Objective:
For each statement below, state yes or no according to whether it agrees with the NBA regression text further down, and quote the words of the text that decide it. 1. The activity draws on data taken from the NBA website. 2. According to the text, real data usually follows the theory students learn in the classroom. 3. The text says the activity might be used by 6-12 grade teachers.
##### Text
# Introduction to regression using NBA statistics.

Abstract

This paper presents an activity that was used to introduce concepts related to the simple linear regression model using data from the National Basketball Association (NBA). Using SPSS to facilitate student understanding and interpretation of statistics concepts, this particular classroom example also illustrates potential problems that can arise when manipulating real-life data. Teaching activities of this sort might help students to begin to make the connection between learning in the classroom and applying the methods out in the real world.

Introduction

The teaching of introductory statistics courses and concepts can be a challenge. Many teachers not only want their students to attain an understanding of basic statistics concepts but they also would like to demonstrate to students the practical applications of the methods in the real world (Gal, Ginsburg, & Schau, 1997; Doerr & English, 2003; Groth & Powell, 2004).

Selecting an appropriate research scenario using real data that illustrates the concepts that are taught in an introductory class can also be a concern for teachers (Hill & Ball, 2004; Groth & Powell, 2004; Franklin, 2000). Although using real data can illustrate practical applications of the methods, it almost never seems to follow the theory that students learn in the classroom. Nevertheless, there are introductory statistics concepts that can help provide an introduction to interesting applications of understanding relationships in the real-world. In addition, when deviations from theory result, this may stimulate other worthwhile discussions and enhance understanding of related statistics concepts.

The purpose of this paper is to present an activity that was used to introduce ideas related to the simple linear regression model as well as to illustrate potential problems that can arise when manipulating 'real-life' data. Using the Statistical Product and Service Solutions (SPSS) software (or Excel) and data from the National Basketball Association (NBA) website, the following classroom activity might be helpful for students learning introductory statistics concepts. This activity is also appropriate and might be used by 6-12 grade teachers as an application of the components of the Data Analysis and Probability Standard (NCTM, 2000). In addition, other important teaching objectives can also be emphasized, such as how to interpret scatterplots and correlation, evaluating the tenability of assumptions, writing null and alternative hypotheses associated with hypothesis tests, and reporting and interpreting confidence intervals and p-values.

Classroom Activity

Most students are familiar with many of the teams affiliated with the NBA--most will even have a favorite. Near the end of a class period is a good time to allow students to log on to the internet to collect data for the next class. At [1], students can access individual player statistics for their favorite team such as average points per game, rebounds, fouls, steals, turnovers, etc.
##########
##### Stored rows
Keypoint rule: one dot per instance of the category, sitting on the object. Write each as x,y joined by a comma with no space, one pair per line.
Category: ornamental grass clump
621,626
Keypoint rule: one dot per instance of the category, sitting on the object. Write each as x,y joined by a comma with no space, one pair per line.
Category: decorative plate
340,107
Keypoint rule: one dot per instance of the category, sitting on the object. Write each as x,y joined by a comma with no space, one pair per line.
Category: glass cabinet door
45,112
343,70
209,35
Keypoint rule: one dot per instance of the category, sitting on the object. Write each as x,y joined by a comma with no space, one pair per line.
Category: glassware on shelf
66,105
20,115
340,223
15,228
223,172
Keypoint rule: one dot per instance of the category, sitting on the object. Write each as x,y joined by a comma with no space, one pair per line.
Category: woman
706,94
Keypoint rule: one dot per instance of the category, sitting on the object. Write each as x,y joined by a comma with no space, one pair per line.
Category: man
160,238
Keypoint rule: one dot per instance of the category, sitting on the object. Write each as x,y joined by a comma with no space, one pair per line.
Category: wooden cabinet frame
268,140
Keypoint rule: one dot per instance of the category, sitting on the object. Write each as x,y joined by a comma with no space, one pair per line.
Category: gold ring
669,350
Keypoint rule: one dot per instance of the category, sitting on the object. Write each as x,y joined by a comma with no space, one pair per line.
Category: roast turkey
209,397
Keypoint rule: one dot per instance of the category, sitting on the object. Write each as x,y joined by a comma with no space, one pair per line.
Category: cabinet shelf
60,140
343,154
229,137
##########
##### Stored rows
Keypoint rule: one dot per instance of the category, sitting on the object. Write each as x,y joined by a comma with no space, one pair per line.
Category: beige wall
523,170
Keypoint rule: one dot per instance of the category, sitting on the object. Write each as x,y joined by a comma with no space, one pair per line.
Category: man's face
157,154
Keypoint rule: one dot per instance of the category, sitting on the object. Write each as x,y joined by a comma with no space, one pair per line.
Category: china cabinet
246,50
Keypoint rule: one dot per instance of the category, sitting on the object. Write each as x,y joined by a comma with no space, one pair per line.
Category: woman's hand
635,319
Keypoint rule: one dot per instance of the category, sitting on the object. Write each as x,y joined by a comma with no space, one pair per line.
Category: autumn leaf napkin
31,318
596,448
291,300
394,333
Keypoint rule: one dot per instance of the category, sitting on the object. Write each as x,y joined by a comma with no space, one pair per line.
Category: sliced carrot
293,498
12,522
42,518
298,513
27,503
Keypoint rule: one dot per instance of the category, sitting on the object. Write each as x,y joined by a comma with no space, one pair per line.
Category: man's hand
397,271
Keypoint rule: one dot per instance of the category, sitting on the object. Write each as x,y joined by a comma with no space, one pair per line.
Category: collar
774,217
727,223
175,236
##########
Solution to the exercise:
1. Yes: "data from the National Basketball Association (NBA) website"
2. No: "it almost never seems to follow the theory that students learn in the classroom"
3. Yes: "might be used by 6-12 grade teachers"